◆ PROBLEM DETAILS: Select every line in the records below that contains the word "TARGET", and copy those lines. Case counts.
─── DATA LISTING ───
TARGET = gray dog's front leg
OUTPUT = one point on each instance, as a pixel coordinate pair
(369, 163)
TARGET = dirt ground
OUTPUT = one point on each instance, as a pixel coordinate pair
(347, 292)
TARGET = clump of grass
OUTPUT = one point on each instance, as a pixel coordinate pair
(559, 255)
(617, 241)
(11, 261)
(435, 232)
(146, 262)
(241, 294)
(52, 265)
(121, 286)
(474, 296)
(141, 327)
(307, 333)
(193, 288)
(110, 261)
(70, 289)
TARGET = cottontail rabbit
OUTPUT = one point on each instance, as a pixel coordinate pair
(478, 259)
───
─── DATA LISTING ───
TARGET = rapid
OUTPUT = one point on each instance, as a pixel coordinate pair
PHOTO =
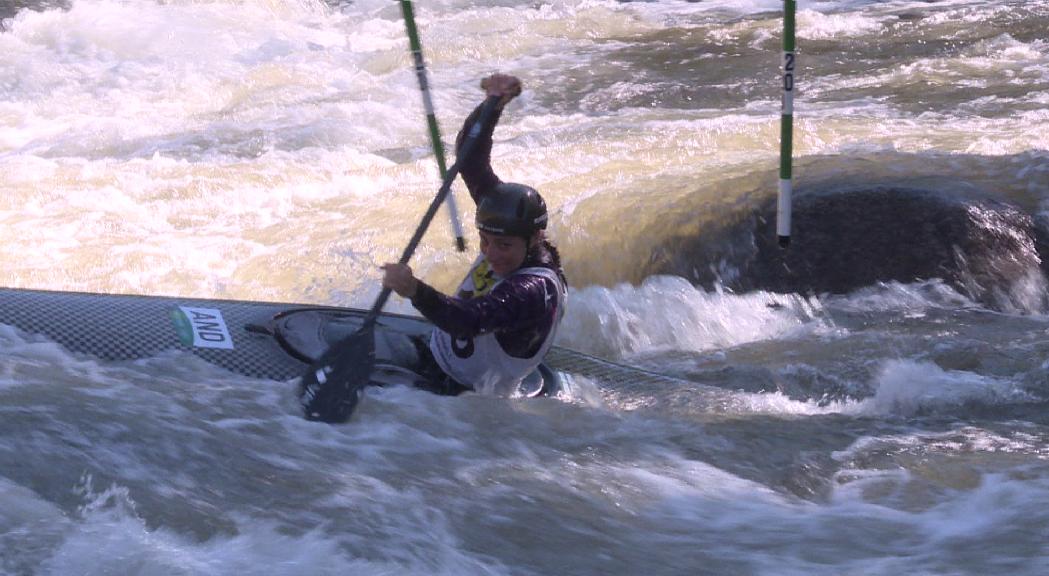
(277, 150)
───
◆ ANSWER FOR THIS EXERCISE:
TARGET = gray dog's front leg
TARGET = dirt ground
TARGET = clump of grass
TARGET = cottontail rabbit
TARGET = rapid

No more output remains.